## Given passage:
——————————

Thanks very much – I look forward to picking up again tomorrow.

It’s not a question of when can it be used but when should it. We use it a lot for project codes. We simply cannot list out all the project codes available (actually, now that I say that we can, so maybe we should turn project codes into a select field as well).

My only point is - we should make the right choice the easy choice. It’s about balancing flexibility for an advanced user and ease of use for beginner and intermediate users.

test_fields allow users to do all sorts of crazy things that may be unexpected like load the wrong modules or mistype values.

But that may be totally fine for you. The example you’ve given is absolutely fine. It’s simple and easy for you to manage, but puts the onus on the user to get it right so it may generate some support tickets.

So yea, something like this is totally fine. It just gives the user a chance to do the wrong thing, which is something you should at least be aware of.

——————————

## Extracted information:
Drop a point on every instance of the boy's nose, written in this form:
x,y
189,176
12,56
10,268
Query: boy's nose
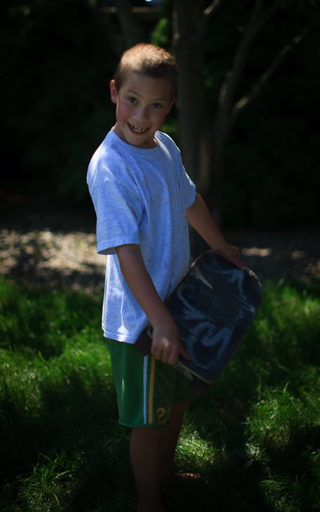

——————————

## Tasks for this exercise:
A) Return the stretch of the reply from "Thanks very much" through "field as well).", copied word for word.
B) According to the reply, what may putting the onus on the user to get it right generate?
The rows come from a different source than the reply.

## Results in order:
A)
Thanks very much – I look forward to picking up again tomorrow.

It’s not a question of when can it be used but when should it. We use it a lot for project codes. We simply cannot list out all the project codes available (actually, now that I say that we can, so maybe we should turn project codes into a select field as well).

B) Some support tickets.